_EXERCISE BRIEF_
Copy every row below word for word, keeping each line and its order unchanged.

(Coordinate annotation records)

'''

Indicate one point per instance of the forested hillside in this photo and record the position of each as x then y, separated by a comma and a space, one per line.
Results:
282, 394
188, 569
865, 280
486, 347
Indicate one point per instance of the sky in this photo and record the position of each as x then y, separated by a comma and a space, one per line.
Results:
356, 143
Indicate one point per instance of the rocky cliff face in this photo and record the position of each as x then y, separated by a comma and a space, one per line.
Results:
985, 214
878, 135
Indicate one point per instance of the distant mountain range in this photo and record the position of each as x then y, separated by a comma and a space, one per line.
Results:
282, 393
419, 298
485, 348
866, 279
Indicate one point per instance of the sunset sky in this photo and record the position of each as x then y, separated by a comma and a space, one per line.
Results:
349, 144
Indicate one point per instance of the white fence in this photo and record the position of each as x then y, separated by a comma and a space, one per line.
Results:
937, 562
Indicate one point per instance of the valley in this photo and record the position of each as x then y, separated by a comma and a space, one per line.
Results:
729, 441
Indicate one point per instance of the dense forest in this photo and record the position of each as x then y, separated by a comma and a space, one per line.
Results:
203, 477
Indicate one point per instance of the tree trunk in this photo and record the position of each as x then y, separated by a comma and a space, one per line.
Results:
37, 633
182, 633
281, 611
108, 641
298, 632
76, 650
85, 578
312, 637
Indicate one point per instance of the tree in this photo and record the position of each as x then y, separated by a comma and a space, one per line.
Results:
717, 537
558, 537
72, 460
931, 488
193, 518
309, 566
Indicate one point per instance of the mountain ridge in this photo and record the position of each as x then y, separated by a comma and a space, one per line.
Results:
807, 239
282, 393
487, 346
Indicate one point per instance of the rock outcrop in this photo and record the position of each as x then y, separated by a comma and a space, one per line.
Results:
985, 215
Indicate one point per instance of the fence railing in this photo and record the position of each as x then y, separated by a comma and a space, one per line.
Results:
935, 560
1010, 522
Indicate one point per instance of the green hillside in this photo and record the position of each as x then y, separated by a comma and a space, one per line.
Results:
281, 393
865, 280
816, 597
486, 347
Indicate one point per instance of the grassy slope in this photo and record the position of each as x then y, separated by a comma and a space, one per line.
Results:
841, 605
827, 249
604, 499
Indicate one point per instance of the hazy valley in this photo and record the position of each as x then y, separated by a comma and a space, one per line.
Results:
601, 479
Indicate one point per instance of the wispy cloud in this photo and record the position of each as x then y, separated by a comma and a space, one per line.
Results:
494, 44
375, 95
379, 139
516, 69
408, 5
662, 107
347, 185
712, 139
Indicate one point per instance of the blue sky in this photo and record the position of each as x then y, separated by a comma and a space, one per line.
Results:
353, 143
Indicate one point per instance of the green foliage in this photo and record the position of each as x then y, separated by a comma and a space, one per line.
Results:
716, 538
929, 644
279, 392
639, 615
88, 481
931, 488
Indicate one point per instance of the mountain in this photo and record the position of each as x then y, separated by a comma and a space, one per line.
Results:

'''

_RESULT OF THE EXERCISE_
Indicate one point per instance of the forested hillside in this photo and record the position of each as x then y, separated by a comma and a space, one per line.
Results:
282, 394
188, 569
865, 280
486, 347
Indicate one point per instance of the sky in this photo and record the position of each as x then y, separated by a comma and a space, one per line.
Results:
356, 143
Indicate one point per instance of the rocky cliff face in this photo and record the position of each as x then y, separated by a comma and a space, one per line.
Results:
985, 214
878, 135
Indicate one point per instance of the distant mountain range in this photo and record the position of each as x then y, separated by a comma and a space, one per line.
Results:
282, 393
419, 298
485, 348
866, 279
Indicate one point per instance of the sunset sky in this photo and record the position of each as x then y, separated by a comma and a space, one per line.
Results:
349, 144
Indicate one point per instance of the white fence in this photo and record the position of each as x then y, separated by a comma and a space, one per line.
Results:
937, 562
Indicate one point per instance of the valley in this photo and record the position of each as x then y, separated by a comma and a space, one per line.
Results:
729, 441
Indicate one point per instance of the dense forest in this photo and record the position of each as x then y, separated by a comma and a space, one per line.
Results:
203, 477
Indicate one point per instance of the tree trunk in this photo and record the position of each as x then y, separated by a comma and a space, one per line.
Results:
37, 633
182, 633
281, 611
108, 641
298, 632
76, 650
85, 578
312, 637
Indicate one point per instance of the tree in this photo and record the position of each as x then y, separated by a comma and a space, one per line.
Results:
717, 537
558, 537
72, 460
931, 488
193, 518
309, 566
Indicate one point per instance of the mountain ridge in this photo and record the position of each as x then y, separated by a comma and a space, one per line.
Results:
807, 239
282, 393
487, 346
Indicate one point per instance of the rock outcrop in this photo and record the position of each as x then y, separated by a comma and a space, one per line.
Results:
985, 215
Indicate one point per instance of the fence railing in this photo and record the position of each as x then y, separated by a comma and a space, one per line.
Results:
935, 560
1010, 522
Indicate one point per instance of the green hillside in this photo and record the position of each as x then y, separated by a comma and a space, one per line.
Results:
281, 393
865, 280
816, 597
486, 347
Indicate one point per instance of the grassy slope in this photo and record the position of each as x then y, separated by a comma and a space, one per line.
Results:
841, 605
827, 249
604, 499
Indicate one point per instance of the hazy valley in this photo and record the position of each as x then y, separated by a comma and a space, one per line.
Results:
601, 479
Indicate one point per instance of the wispy cloud in this photo and record the position of each as x then y, separated by a comma and a space, one per line.
Results:
494, 44
375, 95
379, 139
516, 69
408, 5
662, 107
347, 185
712, 139
Indicate one point per instance of the blue sky in this photo and record the position of each as x then y, separated by a comma and a space, one per line.
Results:
353, 143
Indicate one point per instance of the green foliage in this photo and record the position of each as x then y, separated by a comma and a space, one per line.
Results:
716, 538
929, 644
279, 392
639, 615
88, 481
931, 488
Indicate one point per instance of the mountain in this photo and record the position of each as x then y, separated by a comma and a space, one per line.
Results:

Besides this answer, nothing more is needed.